Aim of the task:
Using the data below, repeat all of it precisely.

-- Given data follows --

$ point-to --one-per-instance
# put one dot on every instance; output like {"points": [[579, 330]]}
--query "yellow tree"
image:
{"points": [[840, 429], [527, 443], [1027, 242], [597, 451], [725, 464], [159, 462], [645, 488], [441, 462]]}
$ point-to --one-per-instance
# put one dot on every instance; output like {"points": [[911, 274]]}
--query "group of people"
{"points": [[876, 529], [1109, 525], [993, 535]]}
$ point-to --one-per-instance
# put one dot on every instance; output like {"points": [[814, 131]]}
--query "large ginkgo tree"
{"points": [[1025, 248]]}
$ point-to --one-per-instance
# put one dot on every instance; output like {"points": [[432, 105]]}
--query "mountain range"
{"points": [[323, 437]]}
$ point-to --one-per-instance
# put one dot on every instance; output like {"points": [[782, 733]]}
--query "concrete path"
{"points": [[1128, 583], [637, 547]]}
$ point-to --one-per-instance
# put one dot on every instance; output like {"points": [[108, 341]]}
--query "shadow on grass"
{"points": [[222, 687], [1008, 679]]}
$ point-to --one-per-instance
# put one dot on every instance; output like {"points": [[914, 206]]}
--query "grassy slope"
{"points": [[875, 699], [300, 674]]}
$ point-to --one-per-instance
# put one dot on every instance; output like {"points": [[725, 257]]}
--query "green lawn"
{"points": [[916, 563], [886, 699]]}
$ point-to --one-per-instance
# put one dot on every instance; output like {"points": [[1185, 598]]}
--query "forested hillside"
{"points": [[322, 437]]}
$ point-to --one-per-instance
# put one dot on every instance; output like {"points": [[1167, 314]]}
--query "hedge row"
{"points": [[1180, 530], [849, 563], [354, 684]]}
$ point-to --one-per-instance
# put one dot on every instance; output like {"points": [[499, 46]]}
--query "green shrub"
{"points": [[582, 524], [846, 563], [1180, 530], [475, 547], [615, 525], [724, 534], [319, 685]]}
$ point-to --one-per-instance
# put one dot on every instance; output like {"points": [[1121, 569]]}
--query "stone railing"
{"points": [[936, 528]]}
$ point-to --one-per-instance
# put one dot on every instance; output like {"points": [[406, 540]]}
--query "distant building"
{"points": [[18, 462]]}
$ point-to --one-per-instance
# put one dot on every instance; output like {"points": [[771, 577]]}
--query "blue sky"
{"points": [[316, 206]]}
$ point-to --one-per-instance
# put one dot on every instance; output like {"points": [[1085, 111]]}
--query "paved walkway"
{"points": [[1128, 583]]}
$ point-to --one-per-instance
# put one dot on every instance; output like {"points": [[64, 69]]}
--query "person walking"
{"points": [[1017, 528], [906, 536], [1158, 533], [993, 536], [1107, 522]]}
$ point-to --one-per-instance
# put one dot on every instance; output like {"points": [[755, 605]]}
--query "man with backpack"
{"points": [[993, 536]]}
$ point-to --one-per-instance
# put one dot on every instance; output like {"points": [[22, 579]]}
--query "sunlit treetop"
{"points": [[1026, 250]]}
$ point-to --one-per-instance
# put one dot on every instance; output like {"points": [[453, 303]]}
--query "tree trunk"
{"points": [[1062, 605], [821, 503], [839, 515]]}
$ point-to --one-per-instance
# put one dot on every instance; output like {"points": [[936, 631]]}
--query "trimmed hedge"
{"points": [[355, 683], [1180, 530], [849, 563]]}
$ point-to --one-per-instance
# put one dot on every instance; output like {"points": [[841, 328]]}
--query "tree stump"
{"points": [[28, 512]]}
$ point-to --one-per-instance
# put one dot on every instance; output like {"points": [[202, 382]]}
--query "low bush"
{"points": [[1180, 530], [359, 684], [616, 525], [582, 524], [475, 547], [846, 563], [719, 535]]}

-- Given data concluded --

The answer:
$ point-to --one-per-instance
# put one dot on every instance; output like {"points": [[579, 330]]}
--query "yellow tree"
image:
{"points": [[840, 429], [527, 443], [1027, 242], [597, 451], [725, 464], [159, 462], [645, 488], [441, 462]]}
$ point-to --one-per-instance
# put one dot on every instance; output like {"points": [[911, 274]]}
--query "group of people"
{"points": [[876, 529], [1109, 525], [993, 535]]}
$ point-to --one-per-instance
# put one dot on every instance; output like {"points": [[814, 131]]}
--query "large ginkgo tree"
{"points": [[1025, 248]]}
$ point-to --one-per-instance
# put one dot on every instance; output like {"points": [[432, 105]]}
--query "mountain range"
{"points": [[323, 437]]}
$ point-to --one-per-instance
# put one dot on every instance; output like {"points": [[782, 733]]}
--query "concrete path"
{"points": [[1128, 583], [637, 547]]}
$ point-to --one-per-instance
# put one dot on every instance; output like {"points": [[108, 341]]}
--query "shadow on grass"
{"points": [[222, 687], [1008, 679]]}
$ point-to --one-per-instance
# put one dot on every instance; output like {"points": [[914, 206]]}
--query "grassy slope"
{"points": [[875, 699], [300, 674]]}
$ point-to --one-per-instance
# put one dot on every instance; output like {"points": [[725, 257]]}
--query "green lawn"
{"points": [[916, 563], [886, 699]]}
$ point-to --one-per-instance
# put one dot on every instance; output like {"points": [[1185, 598]]}
--query "forested hillside"
{"points": [[322, 437]]}
$ point-to --one-per-instance
# put one dot on every instance; output like {"points": [[1167, 314]]}
--query "hedge row"
{"points": [[1180, 530], [849, 563], [354, 684]]}
$ point-to --one-per-instance
# put one dot on every instance; output like {"points": [[499, 46]]}
--query "green shrub"
{"points": [[582, 524], [846, 563], [1180, 530], [475, 547], [615, 525], [724, 534], [319, 685]]}
$ point-to --one-per-instance
# put one dot on every instance; output like {"points": [[1121, 569]]}
--query "stone railing"
{"points": [[936, 528]]}
$ point-to --one-per-instance
# put one dot on every instance; output like {"points": [[406, 540]]}
--query "distant building"
{"points": [[18, 462]]}
$ point-to --one-per-instance
# put one dot on every instance; output like {"points": [[771, 577]]}
--query "blue sky"
{"points": [[316, 206]]}
$ point-to --one-per-instance
# put one dot on every instance; output like {"points": [[1085, 111]]}
--query "paved walkway"
{"points": [[1128, 583]]}
$ point-to --one-per-instance
# put one dot on every instance; output like {"points": [[64, 69]]}
--query "person walking"
{"points": [[1017, 528], [906, 536], [1158, 533], [993, 536], [1107, 522]]}
$ point-to --one-per-instance
# put one dot on every instance; output like {"points": [[755, 605]]}
--query "man with backpack"
{"points": [[993, 536]]}
$ point-to --one-per-instance
# put one dot on every instance; output like {"points": [[22, 579]]}
--query "sunlit treetop"
{"points": [[1026, 250]]}
$ point-to --one-per-instance
# put one dot on every instance; output like {"points": [[453, 303]]}
--query "tree trunk"
{"points": [[1062, 605], [821, 503], [839, 515]]}
$ point-to --one-per-instance
# put one dot on every instance; output like {"points": [[936, 631]]}
--query "trimmed hedge"
{"points": [[355, 683], [1180, 530], [849, 563]]}
$ point-to --one-per-instance
# put one dot on every instance; output like {"points": [[841, 328]]}
--query "tree stump"
{"points": [[28, 512]]}
$ point-to --one-per-instance
# put one dot on every instance; output like {"points": [[202, 382]]}
--query "low bush"
{"points": [[1180, 530], [359, 684], [616, 525], [582, 524], [475, 547], [846, 563], [719, 535]]}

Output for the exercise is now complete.